PASSAGE:
---

Re: Cluster key distribution wrong after upgrading to 0.8.4

Thibaut Britz Mon, 22 Aug 2011 03:08:17 -0700

Hi,

Thanks for explaining: As I understood each node now only displays
it's local view of the the data it cotains, and not the global view
anymore.


One more question:
Why do the nodes at the end of the ring only show the % load from 2
nodes and not from 3?
We are always writing with quorum, so there should also be data on the
adjacent nodes? Or are the quorum writes not working as expected (only
writing to 2 nodes) instead of 3 at the beginning and end of the
cluster?

Thanks,
Thibaut


On Mon, Aug 22, 2011 at 12:01 AM, aaron morton <aa...@thelastpickle.com> wrote:
> I'm not sure what the fix is.
>
> When using an order preserving partitioner it's up to you to ensure the ring 
> is correctly balanced.
>
> Say you have the following setup…
>
> node : token
> 1 : a
> 2 : h
> 3 : p
>
> If keys are always 1 character we can say each node own's roughly 33% of the 
> ring. Because we know there are only 26 possible keys.

---

COMPLETE THE FOLLOWING:
(a) Answer these questions about the key distribution thread:
(i) Which version was the cluster upgraded to?
(ii) What level are the writes always made with?
(iii) In the example setup, which token does node 2 have?
(b) Resume the key distribution thread right after its last sentence, "Because we know there are only 26 possible keys."
The material isn't needed for anything here.

(Coordinate annotation entries)
---

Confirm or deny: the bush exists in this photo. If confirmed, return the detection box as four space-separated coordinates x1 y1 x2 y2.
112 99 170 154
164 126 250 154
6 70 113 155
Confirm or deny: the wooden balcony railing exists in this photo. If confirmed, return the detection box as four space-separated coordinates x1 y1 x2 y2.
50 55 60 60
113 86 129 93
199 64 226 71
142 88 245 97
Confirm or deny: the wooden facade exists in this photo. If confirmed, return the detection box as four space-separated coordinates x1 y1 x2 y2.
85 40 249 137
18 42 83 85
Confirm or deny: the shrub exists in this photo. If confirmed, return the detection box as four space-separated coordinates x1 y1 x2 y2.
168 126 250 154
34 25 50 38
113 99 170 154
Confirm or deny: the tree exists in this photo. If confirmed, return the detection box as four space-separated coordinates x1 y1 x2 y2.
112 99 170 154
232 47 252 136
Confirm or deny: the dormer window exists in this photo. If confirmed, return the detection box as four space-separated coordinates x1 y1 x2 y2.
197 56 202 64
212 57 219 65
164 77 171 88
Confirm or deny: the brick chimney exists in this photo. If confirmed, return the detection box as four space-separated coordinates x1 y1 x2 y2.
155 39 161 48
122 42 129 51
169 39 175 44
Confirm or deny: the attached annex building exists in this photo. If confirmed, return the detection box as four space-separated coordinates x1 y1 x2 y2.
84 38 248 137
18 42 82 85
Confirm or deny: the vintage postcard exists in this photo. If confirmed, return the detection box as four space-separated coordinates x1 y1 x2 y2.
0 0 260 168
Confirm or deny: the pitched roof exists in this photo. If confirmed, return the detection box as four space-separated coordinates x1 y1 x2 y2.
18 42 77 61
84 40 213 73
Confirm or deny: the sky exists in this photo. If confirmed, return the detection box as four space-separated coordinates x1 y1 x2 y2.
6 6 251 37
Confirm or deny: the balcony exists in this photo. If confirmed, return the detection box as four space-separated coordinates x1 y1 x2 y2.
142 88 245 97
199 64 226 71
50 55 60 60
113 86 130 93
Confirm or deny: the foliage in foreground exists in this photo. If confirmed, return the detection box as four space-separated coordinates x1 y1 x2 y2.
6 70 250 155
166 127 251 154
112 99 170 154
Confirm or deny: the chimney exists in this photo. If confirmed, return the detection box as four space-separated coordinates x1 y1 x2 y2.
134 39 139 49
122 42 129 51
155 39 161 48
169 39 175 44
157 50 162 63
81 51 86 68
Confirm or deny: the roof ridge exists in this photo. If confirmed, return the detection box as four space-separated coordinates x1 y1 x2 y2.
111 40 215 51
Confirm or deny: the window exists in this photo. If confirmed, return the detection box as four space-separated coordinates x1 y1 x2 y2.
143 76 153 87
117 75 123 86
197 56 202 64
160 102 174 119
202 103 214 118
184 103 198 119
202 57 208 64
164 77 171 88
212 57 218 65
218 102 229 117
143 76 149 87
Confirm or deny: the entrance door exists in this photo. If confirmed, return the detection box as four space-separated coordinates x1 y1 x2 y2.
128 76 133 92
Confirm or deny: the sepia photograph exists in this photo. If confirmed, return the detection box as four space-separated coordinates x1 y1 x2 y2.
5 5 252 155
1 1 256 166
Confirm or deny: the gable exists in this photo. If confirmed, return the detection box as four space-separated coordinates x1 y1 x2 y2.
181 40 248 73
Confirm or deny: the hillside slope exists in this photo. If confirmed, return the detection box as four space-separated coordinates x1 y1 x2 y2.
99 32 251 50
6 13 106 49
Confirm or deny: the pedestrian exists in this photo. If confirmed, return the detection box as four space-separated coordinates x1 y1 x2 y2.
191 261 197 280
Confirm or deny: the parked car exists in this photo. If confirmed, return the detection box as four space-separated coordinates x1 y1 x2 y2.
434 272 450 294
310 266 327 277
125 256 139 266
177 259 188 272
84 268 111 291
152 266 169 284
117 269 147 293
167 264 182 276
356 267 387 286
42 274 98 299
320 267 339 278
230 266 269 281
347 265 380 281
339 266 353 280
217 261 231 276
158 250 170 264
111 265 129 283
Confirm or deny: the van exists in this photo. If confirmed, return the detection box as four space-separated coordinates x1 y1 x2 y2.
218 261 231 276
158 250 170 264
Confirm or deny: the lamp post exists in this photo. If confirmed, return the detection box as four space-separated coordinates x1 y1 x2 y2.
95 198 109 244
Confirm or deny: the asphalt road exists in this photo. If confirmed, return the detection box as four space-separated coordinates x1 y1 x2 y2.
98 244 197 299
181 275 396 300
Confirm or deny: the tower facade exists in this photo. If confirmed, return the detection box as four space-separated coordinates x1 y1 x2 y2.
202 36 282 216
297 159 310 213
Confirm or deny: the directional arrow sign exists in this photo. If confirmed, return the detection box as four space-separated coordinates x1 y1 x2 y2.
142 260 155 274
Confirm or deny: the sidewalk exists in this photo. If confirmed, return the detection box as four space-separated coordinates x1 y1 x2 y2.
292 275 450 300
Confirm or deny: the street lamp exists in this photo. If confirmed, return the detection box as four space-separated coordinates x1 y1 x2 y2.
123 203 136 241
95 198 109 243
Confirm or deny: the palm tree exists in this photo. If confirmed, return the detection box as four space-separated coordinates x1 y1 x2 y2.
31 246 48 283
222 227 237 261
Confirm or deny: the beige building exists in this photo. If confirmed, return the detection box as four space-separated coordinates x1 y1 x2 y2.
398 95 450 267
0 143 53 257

---

THE RESPONSES:
(a)
(i) 0.8.4
(ii) Quorum
(iii) h

(b)
>
> With the RP we know how many keys there are, the output of the md5 
> calculation is a 128 bit integer. So we can say what fraction of the total 
> each range is.
>
> If in the example above keys are of any length, how many values exist between 
> a and h ?
>
> Cheers
>
> -----------------
> Aaron Morton
> Freelance Cassandra Developer
> @aaronmorton
> http://www.thelastpickle.com
>
> On 22/08/2011, at 3:33 AM, Thibaut Britz wrote:
>
>> Hi,
>>
>> I will wait until this is fixed beforeI upgrade, just to be sure.
>>
>> Shall I open a new ticket for this issue?
>>
>> Thanks,
>> Thibaut
>>
>> On Sun, Aug 21, 2011 at 11:57 AM, aaron morton <aa...@thelastpickle.com> 
>> wrote:
>>> This looks like an artifact of the way ownership is calculated for the OOP.
>>> See 
>>> https://github.com/apache/cassandra/blob/cassandra-0.8.4/src/java/org/apache/cassandra/dht/OrderPreservingPartitioner.java#L177
>>>  it
>>> was changed in this ticket
>>> https://issues.apache.org/jira/browse/CASSANDRA-2800
>>> The change applied in CASSANDRA-2800 was not applied to the
>>> AbstractByteOrderPartitioner. Looks like it should have been. I'll chase
>>> that up.
>>>
>>> When each node calculates the ownership for the token ranges (for OOP and
>>> BOP) it's based on the number of keys the node has in that range. As there
>>> is no way for the OOP to understand the range of values the keys may take.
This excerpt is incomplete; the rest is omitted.